Initial Safety Training
The importance of AED familiarisation – Let’s waken up people up…
- November 15, 2018
- Posted by: Ross Muir
- Category: First Aid Training
Most people have seen Cardio Pulmonary Resuscitation (CPR) given on TV or in films – the patient is rolled in on a trolley with someone pumping away at their chest, the paddles are brought out and the ‘stand clear’ order is given. The patient contorts and spasms as the electricity is introduced to their body by means of two cold, scary looking paddles. The doctors administer a couple of shocks and then pronounce the time of death. Everyone looks at each other with a mixture of guilt and resignation…then they get back to work. Anyone who has dealt with a cardiac arrest or has seen one in real life knows that, as with most Hollywood films, this isn’t the case in real life.
Back here in the real world, it may surprise you to know that you don’t even have to be trained to use a defibrillator. A shocking (pun fully intended) announcement for someone who makes a living out of supplying this type of training, but it’s true. Any member of the public can use a defibrillator, trained or not. Having said that, seeing the speed of my learners retrieving the defib and applying the pads correctly increasing dramatically by the end of one of my courses, it’s clear that good quality training and practice makes it extremely worthwhile. Statistics show that in the first three minutes of cardiac arrest the chances of survival reduce by 7% for every minute CPR or the use of a defibrillator is delayed, this increases to 10% from the fourth minute onwards, so you can see why great emphasis is placed on initiating CPR and getting pads placed on the chest as quickly as possible.

+ + + + +

--- DIRECTIONS ---
a - Translate this sentence from the AED training post into Spanish: "Any member of the public can use a defibrillator, trained or not."
b - Carry on the AED training post from its final sentence, keeping the same voice.

+ + + + +

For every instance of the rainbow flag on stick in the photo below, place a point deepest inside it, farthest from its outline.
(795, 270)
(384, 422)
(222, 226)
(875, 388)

+ + + + +

--- RESPONSES PER TASK ---
a - Cualquier miembro del público puede usar un desfibrilador, esté capacitado o no.

b -
According to the Scottish Government statistics, there are around 3,000 OHCA (Out of Hospital Cardiac Arrests) each year in Scotland. Although statistics vary from region to region, only around 6% of people who suffer an OHCA actually survive to discharge. It goes on to say that “increasing the incidence of bystander CPR is the cornerstone of improving outcomes because prompt bystander CPR can increase the likelihood of survival after OHCA by 2 or 3 times”. This means that correct CPR and the use of a defibrillator greatly increase the chances of survival, which could be the difference between someone you love surviving a cardiac arrest or not.
I get asked a LOT of questions during my courses about using an defibrillator, some of them include: what if I kill them? What if I get shocked? what if it’s raining? and many, many others. I’m not going to answer all of these questions in this article, that’s for another day. But it highlights the misunderstanding around how a defib actually works. Getting proper training could ultimately save the life of a loved one.